_Exercise objective_
An exact copy of the lines from the one containing "Can you see the black" through the end of the material is all that is wanted; transcribe only those.

_Input_
===

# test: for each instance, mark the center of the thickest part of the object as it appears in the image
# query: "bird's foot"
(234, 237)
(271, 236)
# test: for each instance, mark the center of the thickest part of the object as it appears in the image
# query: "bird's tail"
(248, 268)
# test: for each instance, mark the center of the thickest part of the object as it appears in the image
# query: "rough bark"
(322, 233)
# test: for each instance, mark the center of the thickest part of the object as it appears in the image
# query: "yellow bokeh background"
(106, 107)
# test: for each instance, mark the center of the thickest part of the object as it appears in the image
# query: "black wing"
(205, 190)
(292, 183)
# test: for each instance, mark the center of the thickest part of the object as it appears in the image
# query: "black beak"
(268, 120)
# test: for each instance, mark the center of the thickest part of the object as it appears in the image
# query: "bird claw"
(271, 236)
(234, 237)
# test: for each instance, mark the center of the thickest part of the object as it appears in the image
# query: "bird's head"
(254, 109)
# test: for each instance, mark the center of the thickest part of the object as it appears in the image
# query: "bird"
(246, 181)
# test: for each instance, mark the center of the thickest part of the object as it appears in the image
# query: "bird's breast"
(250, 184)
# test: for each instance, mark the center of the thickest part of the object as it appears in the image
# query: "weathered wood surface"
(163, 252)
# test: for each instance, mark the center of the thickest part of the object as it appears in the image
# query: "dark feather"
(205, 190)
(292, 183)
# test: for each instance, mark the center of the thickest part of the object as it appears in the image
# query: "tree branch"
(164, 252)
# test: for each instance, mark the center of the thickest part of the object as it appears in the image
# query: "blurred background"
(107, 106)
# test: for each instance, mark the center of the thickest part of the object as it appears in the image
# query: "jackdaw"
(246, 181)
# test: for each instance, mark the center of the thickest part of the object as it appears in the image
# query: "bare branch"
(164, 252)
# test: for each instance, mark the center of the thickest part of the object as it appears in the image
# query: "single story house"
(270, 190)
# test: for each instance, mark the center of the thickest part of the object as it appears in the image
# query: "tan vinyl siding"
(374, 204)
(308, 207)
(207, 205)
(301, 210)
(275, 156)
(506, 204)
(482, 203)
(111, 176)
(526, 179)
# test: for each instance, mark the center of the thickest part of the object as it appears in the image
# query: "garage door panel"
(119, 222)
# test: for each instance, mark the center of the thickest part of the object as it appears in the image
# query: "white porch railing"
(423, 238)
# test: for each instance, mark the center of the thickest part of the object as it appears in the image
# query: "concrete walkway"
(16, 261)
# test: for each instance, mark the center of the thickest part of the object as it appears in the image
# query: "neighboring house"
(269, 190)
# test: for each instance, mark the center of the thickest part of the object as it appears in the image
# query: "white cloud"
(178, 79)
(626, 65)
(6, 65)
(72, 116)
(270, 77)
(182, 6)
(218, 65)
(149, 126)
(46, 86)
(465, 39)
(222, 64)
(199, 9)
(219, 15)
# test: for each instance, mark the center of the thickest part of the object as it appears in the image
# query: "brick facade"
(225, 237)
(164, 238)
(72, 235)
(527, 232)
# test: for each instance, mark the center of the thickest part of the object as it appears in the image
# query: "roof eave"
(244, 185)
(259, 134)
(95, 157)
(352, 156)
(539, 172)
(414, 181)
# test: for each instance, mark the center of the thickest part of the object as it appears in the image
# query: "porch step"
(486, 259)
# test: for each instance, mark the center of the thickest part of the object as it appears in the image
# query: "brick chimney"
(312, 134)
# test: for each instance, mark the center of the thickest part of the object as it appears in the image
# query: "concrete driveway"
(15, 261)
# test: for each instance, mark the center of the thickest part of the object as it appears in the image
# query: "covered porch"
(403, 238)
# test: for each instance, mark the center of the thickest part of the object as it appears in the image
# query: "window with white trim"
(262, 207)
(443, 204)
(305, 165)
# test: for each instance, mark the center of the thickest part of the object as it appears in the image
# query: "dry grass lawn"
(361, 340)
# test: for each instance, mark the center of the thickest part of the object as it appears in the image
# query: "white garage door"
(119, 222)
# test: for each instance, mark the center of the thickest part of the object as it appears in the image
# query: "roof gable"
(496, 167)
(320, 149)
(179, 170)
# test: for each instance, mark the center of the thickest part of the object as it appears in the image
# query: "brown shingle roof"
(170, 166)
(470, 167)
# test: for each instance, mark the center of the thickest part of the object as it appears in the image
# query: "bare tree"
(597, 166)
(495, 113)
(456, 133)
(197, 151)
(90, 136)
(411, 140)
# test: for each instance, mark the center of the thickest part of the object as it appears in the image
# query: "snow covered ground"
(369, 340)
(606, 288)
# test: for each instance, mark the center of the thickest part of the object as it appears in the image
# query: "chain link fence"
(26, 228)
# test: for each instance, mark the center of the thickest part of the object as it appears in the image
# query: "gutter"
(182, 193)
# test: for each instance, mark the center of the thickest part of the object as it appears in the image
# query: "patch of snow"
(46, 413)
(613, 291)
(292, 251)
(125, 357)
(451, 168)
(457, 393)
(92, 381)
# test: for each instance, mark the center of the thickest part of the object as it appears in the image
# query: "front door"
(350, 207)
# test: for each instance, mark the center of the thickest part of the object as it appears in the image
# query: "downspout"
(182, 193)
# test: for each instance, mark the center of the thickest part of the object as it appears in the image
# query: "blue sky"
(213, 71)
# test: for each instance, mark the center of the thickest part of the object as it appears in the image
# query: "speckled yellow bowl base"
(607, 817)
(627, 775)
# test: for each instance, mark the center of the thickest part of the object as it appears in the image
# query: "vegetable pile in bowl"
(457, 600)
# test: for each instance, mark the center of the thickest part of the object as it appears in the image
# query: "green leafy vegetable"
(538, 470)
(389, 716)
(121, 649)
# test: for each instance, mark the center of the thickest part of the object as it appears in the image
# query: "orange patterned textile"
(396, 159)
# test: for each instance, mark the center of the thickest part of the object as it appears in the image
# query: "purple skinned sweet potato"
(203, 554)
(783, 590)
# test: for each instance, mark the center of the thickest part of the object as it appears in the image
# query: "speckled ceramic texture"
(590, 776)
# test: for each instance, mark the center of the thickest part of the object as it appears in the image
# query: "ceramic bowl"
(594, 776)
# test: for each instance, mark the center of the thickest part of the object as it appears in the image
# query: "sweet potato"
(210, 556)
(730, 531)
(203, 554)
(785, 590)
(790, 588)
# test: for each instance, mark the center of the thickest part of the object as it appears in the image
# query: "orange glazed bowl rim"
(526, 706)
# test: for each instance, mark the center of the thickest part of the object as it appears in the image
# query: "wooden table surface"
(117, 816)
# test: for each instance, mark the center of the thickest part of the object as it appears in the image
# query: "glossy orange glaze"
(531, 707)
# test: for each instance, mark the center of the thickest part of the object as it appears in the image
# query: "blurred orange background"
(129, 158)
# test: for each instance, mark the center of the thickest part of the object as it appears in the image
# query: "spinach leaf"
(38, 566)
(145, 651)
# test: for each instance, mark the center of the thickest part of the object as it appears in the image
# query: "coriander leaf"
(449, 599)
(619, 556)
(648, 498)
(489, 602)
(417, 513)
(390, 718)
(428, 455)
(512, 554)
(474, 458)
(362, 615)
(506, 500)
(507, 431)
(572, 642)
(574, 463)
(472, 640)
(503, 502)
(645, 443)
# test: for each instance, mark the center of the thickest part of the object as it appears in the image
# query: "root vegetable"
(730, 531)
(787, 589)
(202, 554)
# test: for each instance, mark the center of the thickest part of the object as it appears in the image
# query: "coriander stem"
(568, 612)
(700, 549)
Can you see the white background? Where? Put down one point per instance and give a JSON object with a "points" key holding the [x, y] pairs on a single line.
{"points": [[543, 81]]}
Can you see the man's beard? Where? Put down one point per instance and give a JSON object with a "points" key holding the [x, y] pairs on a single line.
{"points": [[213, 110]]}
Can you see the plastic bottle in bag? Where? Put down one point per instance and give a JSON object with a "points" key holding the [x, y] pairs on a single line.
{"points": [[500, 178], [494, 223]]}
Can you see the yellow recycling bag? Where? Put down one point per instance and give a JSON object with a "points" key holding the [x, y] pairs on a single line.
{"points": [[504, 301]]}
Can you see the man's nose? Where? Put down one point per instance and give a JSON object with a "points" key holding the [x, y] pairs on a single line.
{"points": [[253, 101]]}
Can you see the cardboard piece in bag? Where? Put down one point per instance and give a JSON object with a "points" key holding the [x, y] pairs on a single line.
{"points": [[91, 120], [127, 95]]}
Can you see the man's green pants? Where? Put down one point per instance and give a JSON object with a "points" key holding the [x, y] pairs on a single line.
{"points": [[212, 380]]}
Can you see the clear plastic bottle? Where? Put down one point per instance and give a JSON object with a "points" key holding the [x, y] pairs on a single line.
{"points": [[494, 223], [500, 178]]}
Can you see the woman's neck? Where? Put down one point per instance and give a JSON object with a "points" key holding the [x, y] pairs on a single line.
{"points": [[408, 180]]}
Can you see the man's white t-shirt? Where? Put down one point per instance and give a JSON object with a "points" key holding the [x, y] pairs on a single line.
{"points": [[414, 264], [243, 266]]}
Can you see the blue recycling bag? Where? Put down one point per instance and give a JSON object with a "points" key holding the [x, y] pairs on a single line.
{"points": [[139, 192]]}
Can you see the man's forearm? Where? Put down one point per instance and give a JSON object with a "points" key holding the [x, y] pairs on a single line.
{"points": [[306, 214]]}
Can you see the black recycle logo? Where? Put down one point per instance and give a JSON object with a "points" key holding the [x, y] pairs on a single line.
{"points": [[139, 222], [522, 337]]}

===

_Answer space_
Can you see the black recycle logo? Where? Put down one point per instance and give a JSON object with a "points" key holding the [x, y] pairs on a single line.
{"points": [[139, 222], [522, 337]]}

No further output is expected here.